Exercise description.
When the word "lamp" appears in a line of the data below, list that line.
══════════════════════════════
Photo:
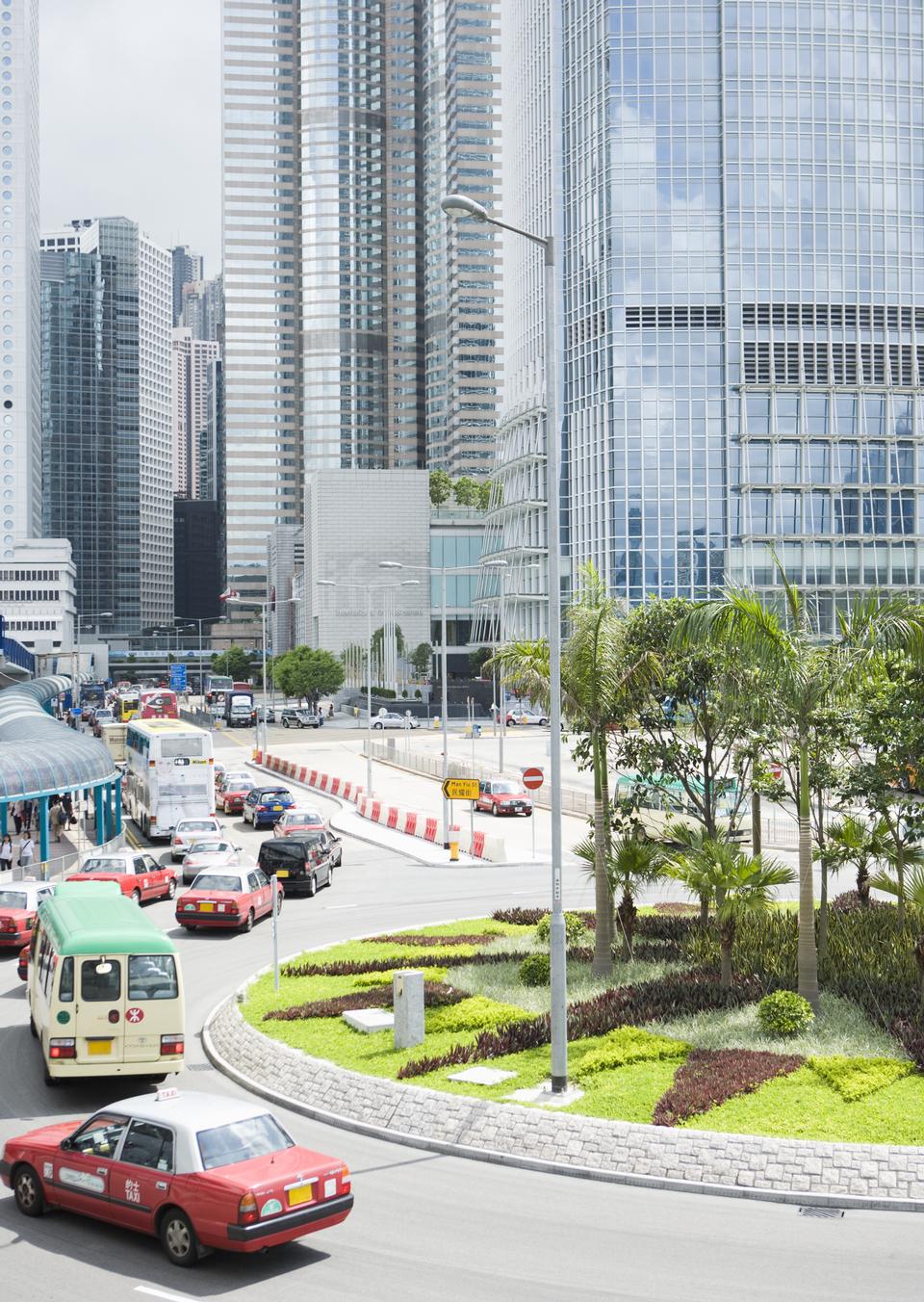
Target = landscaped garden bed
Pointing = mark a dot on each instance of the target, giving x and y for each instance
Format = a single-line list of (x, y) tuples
[(661, 1042)]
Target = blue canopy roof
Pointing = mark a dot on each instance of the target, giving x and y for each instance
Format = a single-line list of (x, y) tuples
[(40, 755)]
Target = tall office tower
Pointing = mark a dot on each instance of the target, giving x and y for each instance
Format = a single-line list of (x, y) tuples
[(196, 380), (19, 259), (745, 293), (106, 417), (462, 265), (187, 269)]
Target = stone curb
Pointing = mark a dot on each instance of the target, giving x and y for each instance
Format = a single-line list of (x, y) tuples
[(868, 1177)]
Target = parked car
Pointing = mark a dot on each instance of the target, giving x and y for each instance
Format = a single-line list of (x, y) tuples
[(303, 862), (225, 898), (265, 803), (209, 854), (195, 1171), (301, 718), (140, 876), (389, 718), (295, 821), (192, 829), (502, 795)]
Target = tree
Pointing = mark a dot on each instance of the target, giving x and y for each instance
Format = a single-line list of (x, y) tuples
[(741, 884), (422, 659), (309, 673), (630, 865), (598, 685), (803, 676), (440, 487)]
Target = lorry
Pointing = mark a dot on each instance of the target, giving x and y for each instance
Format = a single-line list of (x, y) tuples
[(240, 711)]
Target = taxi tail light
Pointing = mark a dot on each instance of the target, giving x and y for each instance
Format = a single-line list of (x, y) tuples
[(247, 1210)]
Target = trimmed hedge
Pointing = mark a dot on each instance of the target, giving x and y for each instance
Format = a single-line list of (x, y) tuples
[(710, 1077)]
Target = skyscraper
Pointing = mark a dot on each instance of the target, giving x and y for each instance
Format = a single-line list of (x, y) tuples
[(106, 417), (745, 293)]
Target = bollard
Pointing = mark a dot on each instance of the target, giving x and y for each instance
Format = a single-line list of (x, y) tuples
[(407, 1003)]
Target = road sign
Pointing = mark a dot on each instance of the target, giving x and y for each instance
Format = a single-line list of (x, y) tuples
[(461, 788)]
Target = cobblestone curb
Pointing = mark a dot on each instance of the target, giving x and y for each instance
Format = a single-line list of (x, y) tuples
[(794, 1171)]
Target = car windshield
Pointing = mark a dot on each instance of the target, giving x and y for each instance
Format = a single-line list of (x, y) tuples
[(217, 881), (255, 1136), (102, 865)]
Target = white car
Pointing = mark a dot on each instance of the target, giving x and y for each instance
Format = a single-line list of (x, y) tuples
[(210, 854), (192, 829), (388, 718)]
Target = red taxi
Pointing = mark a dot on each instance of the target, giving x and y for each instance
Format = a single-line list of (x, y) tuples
[(228, 898), (196, 1171), (18, 903), (139, 875)]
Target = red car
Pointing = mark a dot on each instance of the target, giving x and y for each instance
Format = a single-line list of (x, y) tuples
[(139, 875), (196, 1171), (228, 898), (233, 794), (18, 905), (501, 795)]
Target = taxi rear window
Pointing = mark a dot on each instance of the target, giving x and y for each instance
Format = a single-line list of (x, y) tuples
[(254, 1136)]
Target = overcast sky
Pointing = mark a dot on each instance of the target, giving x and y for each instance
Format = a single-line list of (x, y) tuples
[(132, 115)]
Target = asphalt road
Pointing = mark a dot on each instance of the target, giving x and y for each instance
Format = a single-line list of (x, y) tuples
[(428, 1227)]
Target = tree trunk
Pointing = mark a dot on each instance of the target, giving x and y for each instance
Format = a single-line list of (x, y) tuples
[(603, 936), (808, 957)]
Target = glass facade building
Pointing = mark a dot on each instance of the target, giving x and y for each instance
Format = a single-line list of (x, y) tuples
[(743, 289)]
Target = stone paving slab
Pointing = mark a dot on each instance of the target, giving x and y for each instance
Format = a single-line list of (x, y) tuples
[(801, 1171)]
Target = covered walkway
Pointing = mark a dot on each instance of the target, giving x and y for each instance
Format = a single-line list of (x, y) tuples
[(40, 757)]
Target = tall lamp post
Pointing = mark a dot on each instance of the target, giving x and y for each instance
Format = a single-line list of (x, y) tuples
[(462, 206), (369, 588)]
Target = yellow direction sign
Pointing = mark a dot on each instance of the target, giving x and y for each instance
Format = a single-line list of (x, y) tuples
[(461, 788)]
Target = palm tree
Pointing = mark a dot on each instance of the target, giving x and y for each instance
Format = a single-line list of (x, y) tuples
[(598, 680), (805, 676), (741, 883), (630, 865)]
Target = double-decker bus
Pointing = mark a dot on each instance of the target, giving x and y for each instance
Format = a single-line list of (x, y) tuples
[(170, 775)]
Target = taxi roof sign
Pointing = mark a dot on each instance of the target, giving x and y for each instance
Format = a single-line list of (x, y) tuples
[(461, 788)]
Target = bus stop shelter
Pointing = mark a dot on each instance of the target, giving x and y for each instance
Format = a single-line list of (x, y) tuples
[(40, 757)]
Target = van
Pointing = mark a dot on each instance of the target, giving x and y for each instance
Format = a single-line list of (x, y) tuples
[(104, 987)]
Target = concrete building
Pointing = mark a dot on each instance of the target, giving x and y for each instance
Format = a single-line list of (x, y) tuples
[(187, 267), (107, 417)]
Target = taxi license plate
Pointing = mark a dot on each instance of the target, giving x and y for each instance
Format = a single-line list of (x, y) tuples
[(299, 1194)]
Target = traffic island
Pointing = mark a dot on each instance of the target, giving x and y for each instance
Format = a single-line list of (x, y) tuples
[(295, 1047)]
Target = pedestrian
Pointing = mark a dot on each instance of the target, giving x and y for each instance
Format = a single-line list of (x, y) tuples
[(26, 851)]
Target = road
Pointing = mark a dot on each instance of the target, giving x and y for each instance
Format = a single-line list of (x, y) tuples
[(427, 1225)]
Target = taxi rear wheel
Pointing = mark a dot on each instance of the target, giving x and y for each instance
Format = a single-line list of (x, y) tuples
[(28, 1191), (178, 1238)]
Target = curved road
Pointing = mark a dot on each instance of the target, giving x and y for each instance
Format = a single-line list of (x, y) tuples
[(424, 1225)]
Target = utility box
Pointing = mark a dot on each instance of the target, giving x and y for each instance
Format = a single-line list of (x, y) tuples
[(407, 1003)]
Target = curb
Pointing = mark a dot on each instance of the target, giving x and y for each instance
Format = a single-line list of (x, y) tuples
[(846, 1202)]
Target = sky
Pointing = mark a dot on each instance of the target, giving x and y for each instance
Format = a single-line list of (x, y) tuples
[(132, 117)]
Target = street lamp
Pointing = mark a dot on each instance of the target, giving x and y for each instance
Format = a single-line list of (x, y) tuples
[(461, 206), (369, 588)]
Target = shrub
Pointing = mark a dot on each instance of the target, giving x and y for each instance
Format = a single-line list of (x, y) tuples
[(475, 1014), (710, 1077), (785, 1013), (574, 928), (535, 970), (856, 1079), (628, 1044)]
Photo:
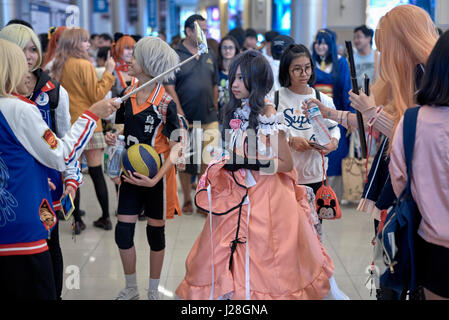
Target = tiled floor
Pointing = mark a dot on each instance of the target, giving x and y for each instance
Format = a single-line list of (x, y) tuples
[(95, 254)]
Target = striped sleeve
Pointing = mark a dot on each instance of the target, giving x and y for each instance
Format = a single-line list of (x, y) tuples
[(37, 138)]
══════════════════════════════
Finished exercise.
Target = tall lamp post
Target = street lamp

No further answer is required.